Collection entries:
————————

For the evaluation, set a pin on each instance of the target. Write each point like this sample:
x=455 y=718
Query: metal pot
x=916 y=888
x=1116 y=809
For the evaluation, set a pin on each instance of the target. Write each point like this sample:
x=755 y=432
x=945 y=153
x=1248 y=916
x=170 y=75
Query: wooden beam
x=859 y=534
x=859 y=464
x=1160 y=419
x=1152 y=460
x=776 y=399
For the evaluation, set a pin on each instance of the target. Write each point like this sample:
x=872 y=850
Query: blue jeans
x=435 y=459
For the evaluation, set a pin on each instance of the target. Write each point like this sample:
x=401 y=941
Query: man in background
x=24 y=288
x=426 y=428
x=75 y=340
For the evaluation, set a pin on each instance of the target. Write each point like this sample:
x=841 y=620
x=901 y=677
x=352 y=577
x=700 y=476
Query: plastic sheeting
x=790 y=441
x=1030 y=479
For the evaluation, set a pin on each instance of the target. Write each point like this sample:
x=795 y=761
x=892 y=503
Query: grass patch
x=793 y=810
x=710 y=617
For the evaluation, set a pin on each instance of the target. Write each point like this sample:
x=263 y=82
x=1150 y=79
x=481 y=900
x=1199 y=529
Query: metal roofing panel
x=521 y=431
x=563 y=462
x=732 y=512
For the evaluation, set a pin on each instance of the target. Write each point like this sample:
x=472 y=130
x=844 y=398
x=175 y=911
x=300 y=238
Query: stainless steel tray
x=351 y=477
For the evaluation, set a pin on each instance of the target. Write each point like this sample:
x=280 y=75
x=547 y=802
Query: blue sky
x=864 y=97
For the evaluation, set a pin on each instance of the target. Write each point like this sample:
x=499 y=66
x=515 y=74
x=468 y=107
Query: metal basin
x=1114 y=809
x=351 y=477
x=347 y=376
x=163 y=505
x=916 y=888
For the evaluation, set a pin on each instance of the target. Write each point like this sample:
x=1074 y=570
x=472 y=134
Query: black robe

————————

* **Requirement**
Lay out every line of the rows above as one numbered list, omitting any blank lines.

* **Output of the task**
1. For the evaluation, set a pin on each instance of the target. Write each point like this sample:
2. x=455 y=718
3. Query: metal pot
4. x=916 y=888
5. x=1116 y=809
6. For the evaluation, set a pin on each instance of the target. Write each point like this sample:
7. x=755 y=432
8. x=945 y=153
9. x=1248 y=916
10. x=170 y=75
11. Query: wooden beam
12. x=859 y=534
13. x=859 y=464
14. x=1160 y=419
15. x=1152 y=460
16. x=776 y=399
17. For the evaluation, set a pin on each instance of the target. Write each point like this sample:
18. x=872 y=850
19. Query: blue jeans
20. x=435 y=459
21. For the evaluation, set a pin on each instance of the target. Write each point like this sample:
22. x=401 y=941
23. Query: man in background
24. x=24 y=288
25. x=426 y=428
26. x=75 y=340
27. For the evaluation, set a pin on each instance of the target. Write each point like this sample:
28. x=841 y=620
29. x=901 y=677
30. x=352 y=577
31. x=700 y=476
32. Query: plastic sheeting
33. x=790 y=441
34. x=1030 y=479
35. For the evaluation, set a pin on each instance of the target. Write each point like this sample:
36. x=795 y=761
37. x=892 y=503
38. Query: grass patch
39. x=793 y=810
40. x=710 y=617
41. For the evaluation, set a pin on each instance of the target. Write each point like this sample:
42. x=263 y=82
43. x=1150 y=79
44. x=481 y=900
45. x=1199 y=529
46. Query: metal roofing panel
47. x=521 y=431
48. x=563 y=462
49. x=732 y=512
50. For the evaluation, set a pin on each instance of the target. Write each point like this sample:
51. x=472 y=130
52. x=844 y=398
53. x=175 y=911
54. x=300 y=238
55. Query: stainless steel tray
56. x=351 y=477
57. For the evaluation, set a pin on each instance of the target. Write each point like this sample:
58. x=280 y=75
59. x=547 y=802
60. Query: blue sky
61. x=864 y=97
62. For the evaluation, set a pin on each instance of the target. Write each point like this sample:
63. x=499 y=66
64. x=515 y=74
65. x=468 y=107
66. Query: metal basin
67. x=1114 y=809
68. x=351 y=477
69. x=347 y=376
70. x=163 y=505
71. x=916 y=888
72. For the evaluation, set a pin on each instance of the target. Write each point like this sample:
73. x=1074 y=570
74. x=472 y=134
75. Query: black robe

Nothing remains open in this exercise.